**Do this**
Update the records below by writing every line out again with "located" replaced by "found" wherever it appears. Leave everything else unchanged.

Saved data entries:
□ □ □

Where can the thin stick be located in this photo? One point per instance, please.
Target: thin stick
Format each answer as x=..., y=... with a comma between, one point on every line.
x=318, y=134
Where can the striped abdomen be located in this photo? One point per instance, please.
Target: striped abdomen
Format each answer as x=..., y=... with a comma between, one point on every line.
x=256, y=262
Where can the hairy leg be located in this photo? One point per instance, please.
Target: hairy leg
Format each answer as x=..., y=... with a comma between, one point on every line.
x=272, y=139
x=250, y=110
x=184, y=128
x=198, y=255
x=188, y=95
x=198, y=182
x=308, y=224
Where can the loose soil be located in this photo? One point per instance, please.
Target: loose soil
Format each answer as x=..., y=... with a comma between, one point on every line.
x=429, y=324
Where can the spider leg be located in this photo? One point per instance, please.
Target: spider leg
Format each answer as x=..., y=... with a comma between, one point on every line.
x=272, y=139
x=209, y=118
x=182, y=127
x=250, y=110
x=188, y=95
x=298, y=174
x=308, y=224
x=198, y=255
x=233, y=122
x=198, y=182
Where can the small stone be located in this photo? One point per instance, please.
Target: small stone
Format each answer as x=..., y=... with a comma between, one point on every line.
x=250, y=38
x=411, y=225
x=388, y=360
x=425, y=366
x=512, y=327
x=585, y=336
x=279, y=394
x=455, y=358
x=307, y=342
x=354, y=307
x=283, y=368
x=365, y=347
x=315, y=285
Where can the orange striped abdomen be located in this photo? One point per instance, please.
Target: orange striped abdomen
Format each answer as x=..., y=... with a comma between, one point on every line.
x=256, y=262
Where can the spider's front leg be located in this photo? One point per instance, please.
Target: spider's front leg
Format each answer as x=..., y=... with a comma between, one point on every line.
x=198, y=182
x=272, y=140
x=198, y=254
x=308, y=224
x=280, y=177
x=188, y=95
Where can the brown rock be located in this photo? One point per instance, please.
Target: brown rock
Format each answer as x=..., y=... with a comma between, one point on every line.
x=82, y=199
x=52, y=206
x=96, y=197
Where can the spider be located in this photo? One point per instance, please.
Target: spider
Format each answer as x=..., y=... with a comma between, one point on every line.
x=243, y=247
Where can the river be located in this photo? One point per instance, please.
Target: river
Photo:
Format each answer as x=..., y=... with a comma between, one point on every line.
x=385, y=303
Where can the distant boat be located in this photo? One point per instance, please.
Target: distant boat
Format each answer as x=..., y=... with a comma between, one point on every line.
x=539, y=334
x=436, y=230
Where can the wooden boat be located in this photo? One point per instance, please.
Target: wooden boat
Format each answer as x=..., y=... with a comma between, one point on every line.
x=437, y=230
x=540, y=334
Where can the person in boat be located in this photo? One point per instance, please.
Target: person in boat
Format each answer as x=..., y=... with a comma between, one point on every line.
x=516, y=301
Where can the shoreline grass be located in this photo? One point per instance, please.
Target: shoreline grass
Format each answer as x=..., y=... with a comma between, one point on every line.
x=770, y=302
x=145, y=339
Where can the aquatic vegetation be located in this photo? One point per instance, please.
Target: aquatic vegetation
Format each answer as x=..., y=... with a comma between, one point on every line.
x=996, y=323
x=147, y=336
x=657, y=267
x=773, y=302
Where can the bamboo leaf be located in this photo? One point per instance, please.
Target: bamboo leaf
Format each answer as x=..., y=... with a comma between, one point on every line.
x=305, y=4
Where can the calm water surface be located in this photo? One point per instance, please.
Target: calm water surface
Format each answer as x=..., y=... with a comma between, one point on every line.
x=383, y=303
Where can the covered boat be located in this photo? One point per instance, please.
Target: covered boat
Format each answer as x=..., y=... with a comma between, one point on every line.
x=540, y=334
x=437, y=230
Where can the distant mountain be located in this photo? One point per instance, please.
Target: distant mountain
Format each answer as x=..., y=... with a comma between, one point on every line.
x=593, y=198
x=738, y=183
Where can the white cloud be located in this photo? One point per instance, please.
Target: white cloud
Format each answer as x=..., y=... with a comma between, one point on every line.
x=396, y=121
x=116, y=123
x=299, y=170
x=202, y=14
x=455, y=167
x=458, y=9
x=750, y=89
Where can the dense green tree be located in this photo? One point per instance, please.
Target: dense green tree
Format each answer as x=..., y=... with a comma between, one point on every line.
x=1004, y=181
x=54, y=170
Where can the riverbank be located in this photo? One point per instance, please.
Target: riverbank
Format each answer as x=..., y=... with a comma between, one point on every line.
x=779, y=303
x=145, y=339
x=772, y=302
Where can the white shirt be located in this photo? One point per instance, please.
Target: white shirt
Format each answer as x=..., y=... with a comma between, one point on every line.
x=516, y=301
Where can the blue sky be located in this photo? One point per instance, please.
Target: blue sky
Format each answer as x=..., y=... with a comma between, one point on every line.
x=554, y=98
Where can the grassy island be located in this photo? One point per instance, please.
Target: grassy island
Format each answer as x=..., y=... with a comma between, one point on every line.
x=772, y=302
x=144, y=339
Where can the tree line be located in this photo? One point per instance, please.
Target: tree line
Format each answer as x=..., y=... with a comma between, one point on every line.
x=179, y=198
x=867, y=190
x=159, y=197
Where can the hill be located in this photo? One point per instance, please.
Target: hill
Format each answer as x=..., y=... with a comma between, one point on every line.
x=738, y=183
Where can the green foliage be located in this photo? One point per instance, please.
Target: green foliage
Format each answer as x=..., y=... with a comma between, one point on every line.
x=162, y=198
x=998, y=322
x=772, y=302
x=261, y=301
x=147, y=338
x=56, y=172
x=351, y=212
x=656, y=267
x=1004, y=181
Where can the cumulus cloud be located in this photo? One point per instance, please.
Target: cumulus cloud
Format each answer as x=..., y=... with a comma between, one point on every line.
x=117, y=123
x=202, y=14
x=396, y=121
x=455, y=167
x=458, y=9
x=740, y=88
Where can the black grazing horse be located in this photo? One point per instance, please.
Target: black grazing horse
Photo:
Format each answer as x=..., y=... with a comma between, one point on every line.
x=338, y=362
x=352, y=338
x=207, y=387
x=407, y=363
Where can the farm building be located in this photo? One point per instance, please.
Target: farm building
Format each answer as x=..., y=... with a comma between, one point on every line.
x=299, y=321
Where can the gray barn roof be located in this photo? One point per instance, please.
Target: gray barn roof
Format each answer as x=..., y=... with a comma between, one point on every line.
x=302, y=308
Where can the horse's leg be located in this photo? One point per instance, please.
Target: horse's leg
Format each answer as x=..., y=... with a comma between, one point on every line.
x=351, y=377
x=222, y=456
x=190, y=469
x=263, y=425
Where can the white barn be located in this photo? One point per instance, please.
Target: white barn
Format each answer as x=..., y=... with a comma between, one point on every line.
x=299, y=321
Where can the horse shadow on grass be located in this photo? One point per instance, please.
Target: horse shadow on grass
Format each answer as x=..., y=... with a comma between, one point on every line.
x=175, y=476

□ □ □

**The solution**
Where can the thin stick be found in this photo? One point per instance, please.
Target: thin stick
Format each answer as x=..., y=... with a comma between, one point on every line.
x=318, y=134
Where can the striped abdomen be found in this photo? One point per instance, please.
Target: striped abdomen
Format each answer as x=..., y=... with a comma between, one point on every line.
x=256, y=262
Where can the hairy leg be found in this photo? One point per instance, please.
Target: hairy leg
Format each answer as x=..., y=... with a comma between, one point on every line.
x=272, y=139
x=250, y=110
x=184, y=128
x=198, y=255
x=188, y=95
x=198, y=182
x=308, y=224
Where can the loose soil be found in this photo? One point per instance, please.
Target: loose soil
Format each answer as x=..., y=... with a comma between, one point on every line.
x=429, y=324
Where can the spider leg be found in this photo? One point per instance, please.
Target: spider leg
Format each answer as x=..., y=... with a comma between, one point on every line.
x=272, y=139
x=209, y=118
x=182, y=127
x=250, y=110
x=188, y=95
x=298, y=174
x=308, y=224
x=198, y=255
x=233, y=122
x=198, y=182
Where can the small stone be found in this photo? One point per instance, please.
Target: small stone
Format each answer as x=..., y=... with a comma between, one point on every line.
x=250, y=38
x=411, y=225
x=388, y=360
x=425, y=366
x=512, y=327
x=585, y=336
x=279, y=394
x=455, y=358
x=307, y=342
x=354, y=307
x=283, y=368
x=365, y=347
x=315, y=285
Where can the orange striped abdomen be found in this photo? One point per instance, please.
Target: orange striped abdomen
Format each answer as x=..., y=... with a comma between, one point on every line.
x=256, y=262
Where can the spider's front leg be found in this photo? One point per instance, please.
Target: spider's front leg
Format each answer as x=..., y=... with a comma between, one point on every line.
x=198, y=182
x=272, y=140
x=198, y=254
x=308, y=224
x=280, y=177
x=188, y=95
Where can the brown rock be found in this photo? One point per instance, please.
Target: brown rock
Format each answer as x=..., y=... with a comma between, one point on every line.
x=82, y=199
x=52, y=206
x=96, y=197
Where can the spider be found in this photo? One point per instance, please.
Target: spider
Format each answer as x=..., y=... with a comma between, one point on every line.
x=243, y=247
Where can the river be found in this photo? One point per instance, please.
Target: river
Photo:
Format each answer as x=..., y=... with a comma between, one point on every line.
x=385, y=303
Where can the distant boat be found in this photo? One point per instance, please.
Target: distant boat
Format each answer as x=..., y=... with a comma between, one point on every line.
x=539, y=334
x=436, y=230
Where can the wooden boat be found in this photo? One point per instance, please.
Target: wooden boat
Format each answer as x=..., y=... with a comma between, one point on every line.
x=437, y=230
x=540, y=334
Where can the person in boat be found in this photo? One point per instance, please.
Target: person in boat
Format each answer as x=..., y=... with a comma between, one point on every line.
x=516, y=301
Where can the shoreline grass be found in this photo? One point per instance, please.
Target: shoreline grass
Format each answer as x=..., y=... with a comma between, one point on every line.
x=770, y=302
x=145, y=339
Where can the aquatic vegetation be found in this photo? One point per instance, please.
Target: aquatic vegetation
Format each answer as x=..., y=... with a comma between, one point on every line.
x=996, y=323
x=147, y=336
x=657, y=267
x=773, y=302
Where can the bamboo leaf be found in this photo? One point per instance, please.
Target: bamboo leaf
Format each answer as x=..., y=... with a comma between, one point on every line.
x=305, y=4
Where can the calm water surface be found in this photo? One point per instance, please.
Target: calm water surface
Format each answer as x=..., y=... with a comma between, one point on every line.
x=383, y=303
Where can the covered boat be found in this photo? One point per instance, please.
Target: covered boat
Format each answer as x=..., y=... with a comma between, one point on every line.
x=540, y=334
x=437, y=230
Where can the distant mountain be found in this photo? One point per instance, please.
Target: distant mountain
Format each answer as x=..., y=... with a comma between, one point on every line.
x=593, y=198
x=738, y=183
Where can the white cloud be found in this photo? One point per instance, please.
Target: white cloud
Format each answer as x=..., y=... with a comma between, one point on every line.
x=396, y=121
x=116, y=123
x=299, y=170
x=202, y=14
x=455, y=167
x=458, y=9
x=750, y=89
Where can the dense green tree be found in this photo? One point per instance, please.
Target: dense green tree
Format each answer as x=..., y=... with a comma between, one point on every line.
x=1004, y=181
x=54, y=170
Where can the riverbank be found in this photo? One point per instance, please.
Target: riverbank
Format each answer as x=..., y=... with a comma between, one point on every line.
x=779, y=303
x=145, y=339
x=772, y=302
Where can the white shirt be found in this photo? One point per instance, please.
Target: white shirt
Format each answer as x=..., y=... with a comma between, one point on every line.
x=516, y=301
Where can the blue sky be found in this photo? One point per instance, please.
Target: blue sky
Format each answer as x=..., y=... with a comma between, one point on every line.
x=554, y=98
Where can the grassy island be found in this photo? One point per instance, please.
Target: grassy island
Format each answer as x=..., y=... with a comma between, one point on every line.
x=772, y=302
x=144, y=339
Where can the tree line be found in this photo? One point per instance, please.
Target: tree line
Format each answer as x=..., y=... with a comma between, one point on every line.
x=179, y=198
x=867, y=190
x=159, y=197
Where can the hill be found in this photo? One point per instance, please.
Target: hill
Format each answer as x=..., y=... with a comma between, one point on every line.
x=738, y=183
Where can the green foliage be found in this photo? One point per instance, please.
Target: green foliage
Format each answer as x=..., y=... with a comma between, one point on every line.
x=162, y=198
x=998, y=322
x=772, y=302
x=261, y=301
x=147, y=338
x=56, y=172
x=351, y=212
x=656, y=267
x=1004, y=181
Where can the cumulus cloud be found in this photo? One point per instance, please.
Target: cumulus cloud
Format each answer as x=..., y=... with a comma between, one point on every line.
x=117, y=123
x=202, y=14
x=396, y=121
x=455, y=167
x=458, y=9
x=740, y=88
Where can the black grazing horse be found in this photo? One point per instance, please.
Target: black grazing horse
Photo:
Format each answer as x=..., y=... with a comma between, one point on every line.
x=338, y=362
x=352, y=338
x=207, y=387
x=407, y=363
Where can the farm building be found in this photo? One point per instance, please.
Target: farm building
Format each answer as x=..., y=... with a comma between, one point on every line.
x=299, y=321
Where can the gray barn roof be found in this photo? One point per instance, please.
Target: gray barn roof
Format each answer as x=..., y=... with a comma between, one point on every line.
x=302, y=308
Where can the horse's leg be found in this photo? One point per instance, please.
Target: horse's leg
Format each answer as x=..., y=... with a comma between, one point on every line.
x=351, y=377
x=222, y=456
x=190, y=469
x=263, y=425
Where can the white barn be found in this photo? One point per instance, please.
Target: white barn
Format each answer as x=..., y=... with a comma between, one point on every line.
x=299, y=321
Where can the horse shadow on grass be found in this photo? One point per instance, please.
Target: horse shadow on grass
Format each answer as x=..., y=... with a comma between, one point on every line.
x=175, y=476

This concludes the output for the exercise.